▸ About this task: Would you please repeat all of the data exactly, omitting the pictures?

▸ Exercise material:
━━━━

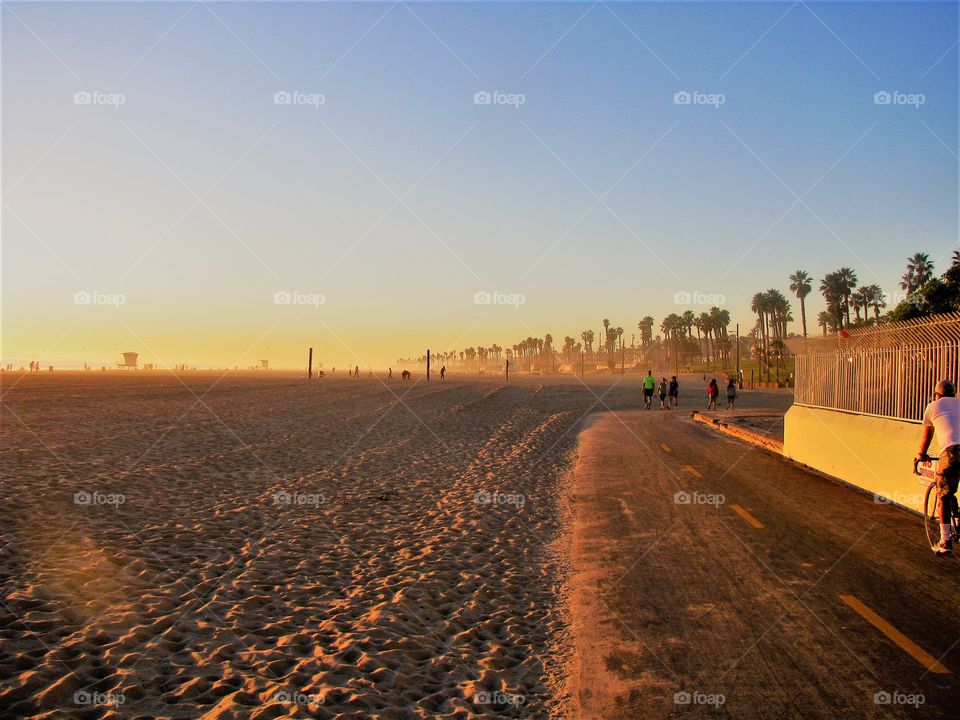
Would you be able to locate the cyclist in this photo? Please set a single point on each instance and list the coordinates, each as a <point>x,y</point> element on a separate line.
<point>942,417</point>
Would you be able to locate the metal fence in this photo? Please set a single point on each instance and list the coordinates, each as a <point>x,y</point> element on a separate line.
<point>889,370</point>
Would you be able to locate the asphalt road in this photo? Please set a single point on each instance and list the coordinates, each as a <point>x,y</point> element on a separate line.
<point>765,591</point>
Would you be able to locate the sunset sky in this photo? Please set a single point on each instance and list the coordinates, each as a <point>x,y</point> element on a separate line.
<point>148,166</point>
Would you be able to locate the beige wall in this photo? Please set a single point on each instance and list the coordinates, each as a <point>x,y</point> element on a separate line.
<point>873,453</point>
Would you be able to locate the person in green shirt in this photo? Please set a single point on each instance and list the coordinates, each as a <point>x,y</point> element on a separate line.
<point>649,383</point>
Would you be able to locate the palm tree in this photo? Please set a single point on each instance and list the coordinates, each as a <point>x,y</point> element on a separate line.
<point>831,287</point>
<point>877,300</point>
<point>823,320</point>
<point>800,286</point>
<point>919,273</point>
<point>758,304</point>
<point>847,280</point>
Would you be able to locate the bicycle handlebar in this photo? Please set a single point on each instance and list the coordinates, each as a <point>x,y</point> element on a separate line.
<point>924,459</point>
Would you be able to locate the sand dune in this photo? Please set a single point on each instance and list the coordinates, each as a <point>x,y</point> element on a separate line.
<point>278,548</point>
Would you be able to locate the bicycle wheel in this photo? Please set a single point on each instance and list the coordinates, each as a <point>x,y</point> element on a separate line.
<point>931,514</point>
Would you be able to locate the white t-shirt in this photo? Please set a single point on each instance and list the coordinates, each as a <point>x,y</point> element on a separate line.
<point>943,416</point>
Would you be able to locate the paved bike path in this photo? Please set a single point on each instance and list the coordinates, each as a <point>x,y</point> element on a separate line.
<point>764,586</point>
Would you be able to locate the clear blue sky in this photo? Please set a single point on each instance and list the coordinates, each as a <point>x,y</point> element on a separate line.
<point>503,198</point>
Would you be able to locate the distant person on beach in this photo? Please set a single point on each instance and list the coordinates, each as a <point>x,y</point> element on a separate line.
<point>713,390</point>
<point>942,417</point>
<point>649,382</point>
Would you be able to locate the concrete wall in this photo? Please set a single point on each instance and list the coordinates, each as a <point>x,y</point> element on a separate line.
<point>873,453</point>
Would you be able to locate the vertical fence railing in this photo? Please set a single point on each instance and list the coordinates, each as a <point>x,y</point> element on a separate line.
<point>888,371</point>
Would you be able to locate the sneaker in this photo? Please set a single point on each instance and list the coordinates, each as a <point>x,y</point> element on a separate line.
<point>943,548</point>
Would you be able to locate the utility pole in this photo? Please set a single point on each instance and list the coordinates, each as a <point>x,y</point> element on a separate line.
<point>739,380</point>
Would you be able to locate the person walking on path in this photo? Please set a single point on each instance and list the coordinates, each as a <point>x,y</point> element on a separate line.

━━━━

▸ Result below:
Would you be able to locate the cyclist in this photo? Please set a single point on each instance and list the coordinates, each as a <point>x,y</point> element on a separate line.
<point>942,417</point>
Would you be able to locate the metal fence in this photo? Please set a single point on each instance and list the coordinates, each as a <point>x,y</point> element on a separate line.
<point>889,370</point>
Would you be able to locate the asphalt road in this photo? Please set a single point on each instance and list the coordinates, each as a <point>x,y</point> element on a separate line.
<point>765,591</point>
Would you be able to locate the sunset sky in this photo? Please set a single point on each instance and list the coordinates, each as a <point>x,y</point> element on a separate line.
<point>148,166</point>
Would you be able to locate the beige wall in this photo? Please set a single point on each instance and list the coordinates, each as a <point>x,y</point> element on a separate line.
<point>873,453</point>
Would you be able to locate the person in green shirt in this photo? Please set a single point on each instance and list the coordinates, each as a <point>x,y</point> element on a separate line.
<point>649,383</point>
Would you be able to locate the palm tree in this photo? Please set a single point on each instance and list the coordinates, each as a <point>x,y</point> element on a separate line.
<point>831,287</point>
<point>877,300</point>
<point>823,320</point>
<point>800,286</point>
<point>919,273</point>
<point>758,304</point>
<point>847,280</point>
Would you be able to locate the bicycle handlebar in this photo? Please set a single point on each instance and list the coordinates, each as a <point>x,y</point> element on a separate line.
<point>924,459</point>
Would you be able to locate the sand dune in this photo? Please set a single point on each instance and list the coordinates, each as a <point>x,y</point> element on a separate line.
<point>278,548</point>
Would you be able to locate the bicycle wheel in this photo? Please set a single point on each instance and list the coordinates, each as a <point>x,y</point> element on a separate line.
<point>931,514</point>
Would you be able to locate the white t-shirt in this photo? Please set a single point on each instance and list the coordinates, each as a <point>x,y</point> element on a separate line.
<point>943,416</point>
Would you be able to locate the paved bike path in this photo? Please set a single point on each instance and list the coordinates, each as a <point>x,y</point> element on a separate line.
<point>764,586</point>
Would you be able to locate the clear blue sky in this photo? Please set a single point on each instance and list the coordinates, each as a <point>x,y</point> element on a separate line.
<point>503,198</point>
Would you be able to locate the distant person on beach in this photo? Please set a single point on each instance and list the coordinates, each as a <point>x,y</point> element on a separate line.
<point>713,390</point>
<point>942,417</point>
<point>649,382</point>
Would you be able to locate the concrete wall in this photo? Please set a single point on each instance and list the coordinates, each as a <point>x,y</point> element on a separate line.
<point>873,453</point>
Would you be able to locate the vertical fence railing in this photo? Please set a single point on each instance and list the coordinates, each as a <point>x,y</point> element on a separate line.
<point>888,371</point>
Would you be able to locate the sneaker in this photo? Please set a single point on each instance and list the coordinates, each as a <point>x,y</point> element on a separate line.
<point>943,548</point>
Would you be able to locate the utility pole in this photo? Please set a single point on each instance and list the coordinates, each as a <point>x,y</point> element on a separate line.
<point>739,380</point>
Would you be able to locate the person walking on path in this photo? Please set a single point on each instance and list the coordinates, each as a <point>x,y</point> element on a separate line.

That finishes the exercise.